K. O. Aysha Bai (25 October 1926 – 28 October 2005), also spelled Ayesha Bai, was a Communist politician from south India. She was the first Deputy Speaker of the Kerala Legislative Assembly (6 May 1957 – 31 July 1959). Aysha Bai was the first Muslim woman to rise to public fame in modern Kerala. She was an aggressive advocate for the forward progress of Mappila women. She was also a pioneer organizer of Women's Societies (Mahila Samajams).

Bai had her education at Women's College and University College, Trivandrum and Law College, Ernakulam (B. A. and B. L.). She participated in the Students Congress in 1947.

+-------+

● Parts of the exercise
A - According to the biography, during what period did K. O. Aysha Bai serve as the first Deputy Speaker of the Kerala Legislative Assembly?
B - Reproduce the biography from "K. O. Aysha" up to and including "Societies (Mahila Samajams).", swapping "Communist" for "Socialist".

● Given data
+-------+

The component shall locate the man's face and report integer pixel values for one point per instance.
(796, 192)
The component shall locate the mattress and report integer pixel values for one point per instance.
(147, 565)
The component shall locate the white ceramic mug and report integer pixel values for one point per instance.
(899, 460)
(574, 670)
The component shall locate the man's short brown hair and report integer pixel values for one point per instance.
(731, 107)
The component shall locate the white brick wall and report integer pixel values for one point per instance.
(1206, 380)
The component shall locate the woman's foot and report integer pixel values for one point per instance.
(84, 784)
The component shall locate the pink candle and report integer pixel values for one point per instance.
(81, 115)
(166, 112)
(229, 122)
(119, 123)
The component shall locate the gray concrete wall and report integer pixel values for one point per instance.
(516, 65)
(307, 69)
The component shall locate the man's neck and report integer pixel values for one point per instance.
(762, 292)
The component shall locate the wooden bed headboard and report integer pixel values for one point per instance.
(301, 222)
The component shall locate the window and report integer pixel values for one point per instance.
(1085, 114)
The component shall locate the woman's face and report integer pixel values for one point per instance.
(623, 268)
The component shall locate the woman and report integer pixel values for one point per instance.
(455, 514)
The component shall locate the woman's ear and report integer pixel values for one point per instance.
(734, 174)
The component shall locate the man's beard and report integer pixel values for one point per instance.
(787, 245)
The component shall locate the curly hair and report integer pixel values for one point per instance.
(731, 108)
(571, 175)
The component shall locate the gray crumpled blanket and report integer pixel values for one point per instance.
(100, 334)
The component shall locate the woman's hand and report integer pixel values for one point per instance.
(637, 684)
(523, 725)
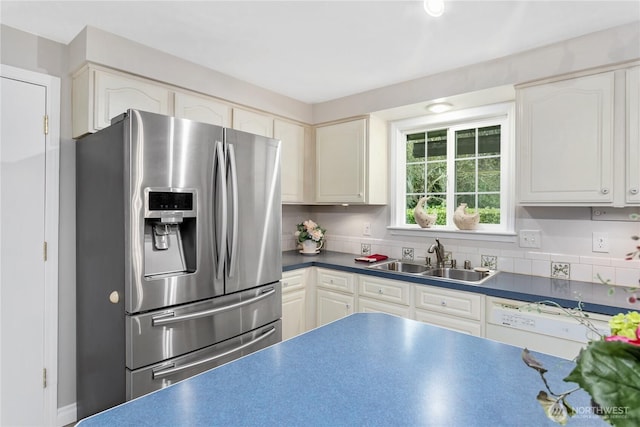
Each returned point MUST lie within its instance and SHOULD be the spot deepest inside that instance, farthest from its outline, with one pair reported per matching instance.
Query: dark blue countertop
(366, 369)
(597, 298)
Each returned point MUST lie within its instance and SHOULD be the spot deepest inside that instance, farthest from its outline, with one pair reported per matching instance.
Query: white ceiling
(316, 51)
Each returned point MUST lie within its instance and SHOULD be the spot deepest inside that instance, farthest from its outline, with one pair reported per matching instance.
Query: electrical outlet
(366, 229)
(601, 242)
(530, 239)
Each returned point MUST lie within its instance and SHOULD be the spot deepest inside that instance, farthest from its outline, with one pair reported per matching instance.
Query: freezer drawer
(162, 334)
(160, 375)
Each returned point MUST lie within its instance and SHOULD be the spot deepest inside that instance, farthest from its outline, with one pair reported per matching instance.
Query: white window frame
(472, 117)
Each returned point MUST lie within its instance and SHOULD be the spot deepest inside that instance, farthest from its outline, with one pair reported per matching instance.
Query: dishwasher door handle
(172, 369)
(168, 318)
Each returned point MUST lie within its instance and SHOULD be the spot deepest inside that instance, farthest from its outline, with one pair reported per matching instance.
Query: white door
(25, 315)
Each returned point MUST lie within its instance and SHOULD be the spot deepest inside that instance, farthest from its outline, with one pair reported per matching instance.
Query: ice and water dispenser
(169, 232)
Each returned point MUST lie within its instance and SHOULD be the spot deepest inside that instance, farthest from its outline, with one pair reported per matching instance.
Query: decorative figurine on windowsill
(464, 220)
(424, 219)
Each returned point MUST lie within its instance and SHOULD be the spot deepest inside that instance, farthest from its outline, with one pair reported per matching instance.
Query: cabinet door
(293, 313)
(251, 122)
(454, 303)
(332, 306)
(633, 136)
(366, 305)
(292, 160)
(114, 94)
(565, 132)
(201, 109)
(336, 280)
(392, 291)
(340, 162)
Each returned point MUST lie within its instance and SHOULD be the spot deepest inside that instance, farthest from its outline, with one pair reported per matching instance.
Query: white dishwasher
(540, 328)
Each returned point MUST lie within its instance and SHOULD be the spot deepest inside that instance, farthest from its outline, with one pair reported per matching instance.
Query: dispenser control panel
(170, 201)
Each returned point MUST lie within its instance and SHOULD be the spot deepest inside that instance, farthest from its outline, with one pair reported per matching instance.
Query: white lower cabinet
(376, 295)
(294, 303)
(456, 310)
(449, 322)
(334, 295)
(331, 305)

+-------+

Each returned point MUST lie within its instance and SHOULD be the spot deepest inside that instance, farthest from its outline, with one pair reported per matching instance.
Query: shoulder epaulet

+-------+

● The replies
A - From 6 May 1957 to 31 July 1959.

B -
K. O. Aysha Bai (25 October 1926 – 28 October 2005), also spelled Ayesha Bai, was a Socialist politician from south India. She was the first Deputy Speaker of the Kerala Legislative Assembly (6 May 1957 – 31 July 1959). Aysha Bai was the first Muslim woman to rise to public fame in modern Kerala. She was an aggressive advocate for the forward progress of Mappila women. She was also a pioneer organizer of Women's Societies (Mahila Samajams).